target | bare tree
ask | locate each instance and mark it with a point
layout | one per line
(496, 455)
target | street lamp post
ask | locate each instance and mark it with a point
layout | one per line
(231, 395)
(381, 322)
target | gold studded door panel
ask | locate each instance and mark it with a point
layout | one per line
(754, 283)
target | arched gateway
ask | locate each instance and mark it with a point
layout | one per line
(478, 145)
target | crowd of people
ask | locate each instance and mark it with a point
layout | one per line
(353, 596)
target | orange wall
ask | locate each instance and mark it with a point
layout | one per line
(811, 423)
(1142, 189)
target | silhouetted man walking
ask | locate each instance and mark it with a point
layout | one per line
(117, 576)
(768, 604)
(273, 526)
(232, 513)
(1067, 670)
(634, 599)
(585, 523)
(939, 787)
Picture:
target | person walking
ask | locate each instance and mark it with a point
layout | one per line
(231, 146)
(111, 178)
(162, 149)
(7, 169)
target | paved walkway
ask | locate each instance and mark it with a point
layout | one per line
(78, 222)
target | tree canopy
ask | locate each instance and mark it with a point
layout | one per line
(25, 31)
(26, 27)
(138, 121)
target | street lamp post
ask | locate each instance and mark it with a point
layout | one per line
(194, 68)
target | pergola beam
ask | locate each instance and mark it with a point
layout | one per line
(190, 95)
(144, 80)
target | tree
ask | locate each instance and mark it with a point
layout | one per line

------

Rewrite the part of the records that opens with the line containing "target | pergola beam" and runs through the end of the records. Change "one per line" to "one per row" and keep everything else the same, giving only those lines.

OUTPUT OF THE TASK:
target | pergola beam
ask | locate each instance and mark it with a point
layout | one per row
(190, 95)
(144, 80)
target | tree
ask | locate each instance and mark it with a point
layout | one per row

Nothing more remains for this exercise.